Gather every line from the rows below that contains the word "jersey" and list those lines.

^^^^^^^^

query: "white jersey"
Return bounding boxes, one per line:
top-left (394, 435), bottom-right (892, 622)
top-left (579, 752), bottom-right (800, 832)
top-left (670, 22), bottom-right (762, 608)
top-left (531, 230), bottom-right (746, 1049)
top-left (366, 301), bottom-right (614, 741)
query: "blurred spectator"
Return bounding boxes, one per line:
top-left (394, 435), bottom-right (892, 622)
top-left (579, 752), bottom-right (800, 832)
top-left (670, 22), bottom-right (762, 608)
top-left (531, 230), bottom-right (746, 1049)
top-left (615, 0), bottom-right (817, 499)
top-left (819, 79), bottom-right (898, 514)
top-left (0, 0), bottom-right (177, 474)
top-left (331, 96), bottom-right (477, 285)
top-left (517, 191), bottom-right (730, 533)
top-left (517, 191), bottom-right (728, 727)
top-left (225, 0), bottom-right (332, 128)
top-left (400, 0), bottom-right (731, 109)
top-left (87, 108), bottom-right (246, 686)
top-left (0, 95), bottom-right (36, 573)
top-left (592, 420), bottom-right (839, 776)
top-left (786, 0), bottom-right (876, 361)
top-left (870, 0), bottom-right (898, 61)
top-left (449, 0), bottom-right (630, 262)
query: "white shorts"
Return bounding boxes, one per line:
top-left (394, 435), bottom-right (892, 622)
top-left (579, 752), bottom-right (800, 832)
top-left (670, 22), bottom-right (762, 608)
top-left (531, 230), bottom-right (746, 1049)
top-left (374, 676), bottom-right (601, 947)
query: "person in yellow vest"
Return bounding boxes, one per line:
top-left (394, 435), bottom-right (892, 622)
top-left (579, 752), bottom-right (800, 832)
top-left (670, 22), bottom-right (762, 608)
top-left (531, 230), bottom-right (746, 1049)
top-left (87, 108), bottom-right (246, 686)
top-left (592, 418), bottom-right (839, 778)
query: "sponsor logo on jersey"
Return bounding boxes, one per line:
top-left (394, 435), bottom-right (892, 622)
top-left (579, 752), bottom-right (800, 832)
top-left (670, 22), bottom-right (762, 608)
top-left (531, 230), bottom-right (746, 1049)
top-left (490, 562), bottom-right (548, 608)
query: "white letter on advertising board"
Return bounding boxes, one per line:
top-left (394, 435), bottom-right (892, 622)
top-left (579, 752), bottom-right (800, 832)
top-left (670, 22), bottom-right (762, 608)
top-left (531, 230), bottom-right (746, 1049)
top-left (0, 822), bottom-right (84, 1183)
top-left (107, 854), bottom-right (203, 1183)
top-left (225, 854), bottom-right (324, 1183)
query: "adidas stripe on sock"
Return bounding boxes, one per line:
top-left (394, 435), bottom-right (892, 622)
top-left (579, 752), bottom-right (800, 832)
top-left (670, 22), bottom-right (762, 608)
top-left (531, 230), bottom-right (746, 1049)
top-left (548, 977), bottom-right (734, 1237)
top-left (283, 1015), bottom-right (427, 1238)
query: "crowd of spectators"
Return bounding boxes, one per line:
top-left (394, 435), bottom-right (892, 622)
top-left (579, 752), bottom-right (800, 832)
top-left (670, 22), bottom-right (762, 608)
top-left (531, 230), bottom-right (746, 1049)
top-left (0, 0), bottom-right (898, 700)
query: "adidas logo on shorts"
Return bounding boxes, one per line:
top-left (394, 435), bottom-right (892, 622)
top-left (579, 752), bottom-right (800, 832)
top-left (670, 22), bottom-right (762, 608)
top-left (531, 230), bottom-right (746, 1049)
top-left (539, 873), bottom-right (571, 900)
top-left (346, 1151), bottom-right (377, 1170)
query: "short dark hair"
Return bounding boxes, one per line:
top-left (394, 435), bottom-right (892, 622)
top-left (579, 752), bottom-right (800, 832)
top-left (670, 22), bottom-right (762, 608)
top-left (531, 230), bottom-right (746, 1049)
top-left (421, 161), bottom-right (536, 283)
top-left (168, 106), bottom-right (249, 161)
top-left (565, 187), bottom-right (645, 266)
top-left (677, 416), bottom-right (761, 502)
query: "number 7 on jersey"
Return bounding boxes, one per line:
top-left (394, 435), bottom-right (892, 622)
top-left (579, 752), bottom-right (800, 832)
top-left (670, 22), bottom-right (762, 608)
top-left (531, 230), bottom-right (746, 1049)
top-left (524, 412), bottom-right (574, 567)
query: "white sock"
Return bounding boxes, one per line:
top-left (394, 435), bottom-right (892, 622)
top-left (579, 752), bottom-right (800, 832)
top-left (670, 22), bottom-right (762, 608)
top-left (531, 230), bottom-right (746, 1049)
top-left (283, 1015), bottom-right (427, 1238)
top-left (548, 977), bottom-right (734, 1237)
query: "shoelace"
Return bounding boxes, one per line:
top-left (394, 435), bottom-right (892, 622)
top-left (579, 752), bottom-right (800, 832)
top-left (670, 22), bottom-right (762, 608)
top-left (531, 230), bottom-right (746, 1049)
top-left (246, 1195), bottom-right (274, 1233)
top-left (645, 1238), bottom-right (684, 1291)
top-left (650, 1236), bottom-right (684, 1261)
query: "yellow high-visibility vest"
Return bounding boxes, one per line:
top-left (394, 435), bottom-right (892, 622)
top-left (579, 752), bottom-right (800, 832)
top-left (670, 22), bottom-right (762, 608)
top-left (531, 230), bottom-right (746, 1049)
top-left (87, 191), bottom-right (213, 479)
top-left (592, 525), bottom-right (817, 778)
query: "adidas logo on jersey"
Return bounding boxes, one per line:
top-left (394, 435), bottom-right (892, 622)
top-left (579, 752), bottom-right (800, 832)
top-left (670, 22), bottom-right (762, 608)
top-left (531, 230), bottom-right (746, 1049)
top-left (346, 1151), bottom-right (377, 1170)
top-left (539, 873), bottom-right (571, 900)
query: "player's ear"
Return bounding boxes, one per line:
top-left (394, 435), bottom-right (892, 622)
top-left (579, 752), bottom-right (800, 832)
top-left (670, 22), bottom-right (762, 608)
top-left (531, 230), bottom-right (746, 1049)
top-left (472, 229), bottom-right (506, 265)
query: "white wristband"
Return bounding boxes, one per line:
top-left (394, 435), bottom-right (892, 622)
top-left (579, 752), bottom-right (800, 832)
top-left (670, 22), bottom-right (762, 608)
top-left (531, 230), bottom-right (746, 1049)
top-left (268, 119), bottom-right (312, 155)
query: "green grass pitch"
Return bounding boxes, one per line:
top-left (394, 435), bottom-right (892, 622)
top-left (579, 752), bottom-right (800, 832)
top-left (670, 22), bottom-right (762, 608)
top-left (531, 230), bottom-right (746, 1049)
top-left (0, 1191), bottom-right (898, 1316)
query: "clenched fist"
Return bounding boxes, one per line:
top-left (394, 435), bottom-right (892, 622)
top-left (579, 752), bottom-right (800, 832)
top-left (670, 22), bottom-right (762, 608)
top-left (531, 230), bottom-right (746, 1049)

^^^^^^^^

### ANSWER BELOW
query: "white jersey"
query: "sponsor logo on jersey"
query: "number 7 on jersey"
query: "adidas logo on jersey"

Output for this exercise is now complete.